## Extracted information

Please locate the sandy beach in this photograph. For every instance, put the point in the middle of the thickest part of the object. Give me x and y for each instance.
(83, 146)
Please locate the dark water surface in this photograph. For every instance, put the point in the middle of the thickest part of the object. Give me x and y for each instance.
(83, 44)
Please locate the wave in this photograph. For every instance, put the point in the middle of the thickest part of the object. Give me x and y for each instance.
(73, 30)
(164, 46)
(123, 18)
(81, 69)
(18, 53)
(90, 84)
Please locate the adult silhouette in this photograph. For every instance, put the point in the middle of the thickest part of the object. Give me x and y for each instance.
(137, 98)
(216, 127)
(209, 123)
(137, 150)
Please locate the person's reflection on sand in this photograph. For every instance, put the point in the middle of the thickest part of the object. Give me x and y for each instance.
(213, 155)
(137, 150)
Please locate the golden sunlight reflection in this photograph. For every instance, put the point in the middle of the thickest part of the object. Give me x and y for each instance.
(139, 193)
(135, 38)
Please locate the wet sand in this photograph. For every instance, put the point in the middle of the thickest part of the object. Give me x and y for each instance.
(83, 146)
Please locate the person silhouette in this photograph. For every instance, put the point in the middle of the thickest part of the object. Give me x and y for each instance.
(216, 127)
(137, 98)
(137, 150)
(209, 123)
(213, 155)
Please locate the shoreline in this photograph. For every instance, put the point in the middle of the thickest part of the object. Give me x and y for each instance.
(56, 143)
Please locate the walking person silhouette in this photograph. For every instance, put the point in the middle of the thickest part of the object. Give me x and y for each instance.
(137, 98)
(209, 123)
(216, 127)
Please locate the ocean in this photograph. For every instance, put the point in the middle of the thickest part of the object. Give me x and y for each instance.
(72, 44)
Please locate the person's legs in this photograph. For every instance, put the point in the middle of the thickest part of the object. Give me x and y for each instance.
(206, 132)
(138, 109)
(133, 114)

## Work to complete
Each line from the one with "Please locate the dark" through the last line of the records must be written out word for word. Include nothing else.

## Task result
Please locate the dark water surface in this photograph. For every instance, put the point in the middle of the thickest part of the object. Give me x and y for each instance.
(83, 44)
Please locate the wave in this photograph. For every instance, put the point in the middle of the thickest part of the object. Give me x and y for each instance.
(73, 30)
(164, 46)
(123, 18)
(81, 69)
(18, 53)
(90, 84)
Please locate the adult silhouette in this photograph. For every instance, put the point in the middle of the thickest part of the object. Give me x and y for each instance.
(137, 98)
(216, 127)
(209, 123)
(137, 150)
Please locate the person's reflection on sand in this photograph. For every instance, put the point in the middle of the thickest part of the object. Give me x and y for each instance.
(213, 155)
(137, 150)
Please locate the golden sunlight reflection in this photograph. For every instance, put the point in the middle of the thickest part of the object. Give me x and y for each instance.
(139, 193)
(135, 38)
Please locate the wet sand in this photograph. For every instance, put the point in the middle of the thickest part of the object. Give me x and y for each instance.
(83, 146)
Please locate the person silhouette in this photograph. For every instance, put the point in the middle of the thickest part of the object. Give me x and y for each instance.
(216, 127)
(137, 98)
(137, 150)
(209, 123)
(213, 155)
Please locate the shoreline in this photograph. For every instance, put the point in the middle of the thickest part of the object. Give me x and y for each instance.
(56, 143)
Please locate the walking person silhouette in this photograph. For every instance, put the point in the middle of the thickest part of the object. Give me x and y for each instance.
(137, 98)
(209, 123)
(216, 127)
Please locate the ocean in this photograph. For every instance, put the point in the middle of the thickest part of the object. Give me x and y for each instance.
(72, 44)
Please locate the person's legs in this photograph. For every instance, put the point in the middle of the thickest part of the object. Give me x and y for each instance.
(206, 132)
(138, 109)
(133, 114)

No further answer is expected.